The FF has in some ways refined their
style of collaboration with Washington’s attempt to produce
worldcultural domination, but retained the substance of that policy. For
example the FF is very selective in the funding of educational
institutions. Like the IMF, the FF imposes conditions such as the
“professionalization” of academic personnel and “raising standards.” In
effect this translates into the promotion of social scientific work
based on the assumptions, values and orientations of the U.S. empire; to
have professionals de-linked from the class struggle and connected with
pro-imperial U.S. academics and foundation functionaries supporting the
neo-liberal model.
As in the 1950s and 60s the Ford
Foundation today has developed a sophisticated strategy of funding human
rights groups (HRGs) that appeal to Washington to change its policy
while denouncing U.S. adversaries their “systematic” violations. The FF
supports HRGs which equate massive state terror by the U.S. with
individual excesses of anti-imperialist adversaries. The FF finances
HRGs which do not participate in anti-globalization and anti-neoliberal
mass actions and which defend the Ford Foundation as a legitimate and
generous “non-governmental organization”.

- **Task goal**
Reproduce the passage on the Ford Foundation word for word.

(Shape boundary entries)
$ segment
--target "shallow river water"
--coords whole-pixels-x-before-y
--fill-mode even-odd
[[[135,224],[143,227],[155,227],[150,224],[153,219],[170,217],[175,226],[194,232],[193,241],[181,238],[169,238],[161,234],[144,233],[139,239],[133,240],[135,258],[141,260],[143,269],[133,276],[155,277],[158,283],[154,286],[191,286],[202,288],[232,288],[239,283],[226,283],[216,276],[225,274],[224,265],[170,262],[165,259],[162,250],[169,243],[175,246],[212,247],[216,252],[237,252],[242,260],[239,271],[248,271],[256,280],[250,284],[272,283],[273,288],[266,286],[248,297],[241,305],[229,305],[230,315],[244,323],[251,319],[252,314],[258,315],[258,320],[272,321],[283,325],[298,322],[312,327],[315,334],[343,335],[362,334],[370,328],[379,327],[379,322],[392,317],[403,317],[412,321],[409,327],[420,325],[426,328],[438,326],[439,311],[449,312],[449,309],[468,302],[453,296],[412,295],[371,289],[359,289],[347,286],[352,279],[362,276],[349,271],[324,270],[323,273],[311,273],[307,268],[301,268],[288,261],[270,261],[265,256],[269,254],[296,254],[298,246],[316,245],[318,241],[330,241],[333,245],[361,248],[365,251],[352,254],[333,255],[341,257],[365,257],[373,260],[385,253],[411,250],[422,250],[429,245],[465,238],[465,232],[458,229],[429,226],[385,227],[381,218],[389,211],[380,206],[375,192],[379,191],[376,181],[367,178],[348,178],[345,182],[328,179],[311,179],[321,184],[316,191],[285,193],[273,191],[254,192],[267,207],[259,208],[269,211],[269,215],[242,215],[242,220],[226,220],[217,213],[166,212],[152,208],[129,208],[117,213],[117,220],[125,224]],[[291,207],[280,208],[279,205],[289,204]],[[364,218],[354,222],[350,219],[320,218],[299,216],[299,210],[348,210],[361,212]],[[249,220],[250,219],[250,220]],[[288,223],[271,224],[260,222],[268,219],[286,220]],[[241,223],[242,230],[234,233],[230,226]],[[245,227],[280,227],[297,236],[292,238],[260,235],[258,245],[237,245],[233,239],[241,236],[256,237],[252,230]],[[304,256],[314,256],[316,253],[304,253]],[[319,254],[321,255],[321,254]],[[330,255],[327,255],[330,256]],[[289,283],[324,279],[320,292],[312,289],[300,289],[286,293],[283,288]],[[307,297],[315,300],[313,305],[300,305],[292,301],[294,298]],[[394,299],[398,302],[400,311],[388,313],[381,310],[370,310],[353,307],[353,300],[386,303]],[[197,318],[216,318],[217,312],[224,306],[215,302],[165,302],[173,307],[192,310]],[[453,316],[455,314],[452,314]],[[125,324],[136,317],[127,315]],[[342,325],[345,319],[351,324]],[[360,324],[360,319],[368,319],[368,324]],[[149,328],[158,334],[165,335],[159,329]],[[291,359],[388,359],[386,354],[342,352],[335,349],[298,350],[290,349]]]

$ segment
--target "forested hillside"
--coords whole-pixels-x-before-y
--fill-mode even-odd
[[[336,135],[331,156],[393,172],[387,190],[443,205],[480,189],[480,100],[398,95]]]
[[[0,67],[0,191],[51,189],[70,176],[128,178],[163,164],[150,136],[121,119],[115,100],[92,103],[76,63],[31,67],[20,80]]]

- **Solved problem**
The FF has in some ways refined their
style of collaboration with Washington’s attempt to produce
worldcultural domination, but retained the substance of that policy. For
example the FF is very selective in the funding of educational
institutions. Like the IMF, the FF imposes conditions such as the
“professionalization” of academic personnel and “raising standards.” In
effect this translates into the promotion of social scientific work
based on the assumptions, values and orientations of the U.S. empire; to
have professionals de-linked from the class struggle and connected with
pro-imperial U.S. academics and foundation functionaries supporting the
neo-liberal model.
As in the 1950s and 60s the Ford
Foundation today has developed a sophisticated strategy of funding human
rights groups (HRGs) that appeal to Washington to change its policy
while denouncing U.S. adversaries their “systematic” violations. The FF
supports HRGs which equate massive state terror by the U.S. with
individual excesses of anti-imperialist adversaries. The FF finances
HRGs which do not participate in anti-globalization and anti-neoliberal
mass actions and which defend the Ford Foundation as a legitimate and
generous “non-governmental organization”.